Nothing but the pictures gets dropped; retype every entry exactly.
______________________________
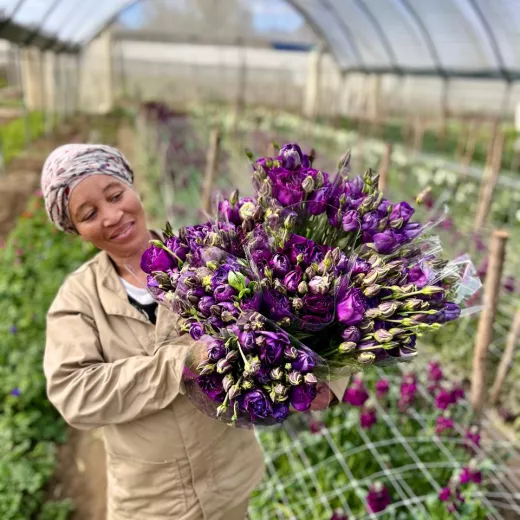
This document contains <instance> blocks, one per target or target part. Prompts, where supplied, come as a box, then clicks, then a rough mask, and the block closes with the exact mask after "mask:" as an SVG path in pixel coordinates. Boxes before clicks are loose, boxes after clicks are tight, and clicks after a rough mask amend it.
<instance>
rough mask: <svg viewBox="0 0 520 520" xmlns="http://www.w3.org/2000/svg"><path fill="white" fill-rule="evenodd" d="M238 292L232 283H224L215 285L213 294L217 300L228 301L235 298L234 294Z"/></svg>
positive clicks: (221, 300)
mask: <svg viewBox="0 0 520 520" xmlns="http://www.w3.org/2000/svg"><path fill="white" fill-rule="evenodd" d="M236 294H237V292H236V290H235V289H233V287H231V285H228V284H222V285H218V286H217V287H215V290H214V292H213V295H214V296H215V300H217V302H227V301H231V300H232V299H233V296H236Z"/></svg>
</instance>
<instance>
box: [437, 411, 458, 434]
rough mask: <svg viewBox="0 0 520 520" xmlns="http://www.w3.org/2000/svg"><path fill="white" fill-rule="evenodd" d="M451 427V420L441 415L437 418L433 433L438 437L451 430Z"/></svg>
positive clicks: (453, 424) (449, 417)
______________________________
- **Exercise response**
This document contains <instance> blocks, one per target or target part. Prompts, where supplied, come as a box, then clicks, then a rough mask, and the block closes with the exact mask after "mask:" as an SVG path in pixel coordinates. Boxes before clicks are loose, boxes after clicks are tight, and clicks after a rough mask amend it.
<instance>
rough mask: <svg viewBox="0 0 520 520" xmlns="http://www.w3.org/2000/svg"><path fill="white" fill-rule="evenodd" d="M238 292L232 283H224L215 285L213 294L217 300L228 301L235 298L234 294Z"/></svg>
positive clicks: (221, 300)
mask: <svg viewBox="0 0 520 520" xmlns="http://www.w3.org/2000/svg"><path fill="white" fill-rule="evenodd" d="M236 294H237V292H236V290H235V289H233V287H231V285H228V284H222V285H218V286H217V287H215V290H214V292H213V295H214V296H215V300H217V302H227V301H231V300H232V299H233V296H236Z"/></svg>
</instance>
<instance>
box: [437, 411, 458, 434]
rough mask: <svg viewBox="0 0 520 520" xmlns="http://www.w3.org/2000/svg"><path fill="white" fill-rule="evenodd" d="M451 427V420L441 415L437 418L433 433L438 437L451 430Z"/></svg>
positive clicks: (453, 424) (449, 417)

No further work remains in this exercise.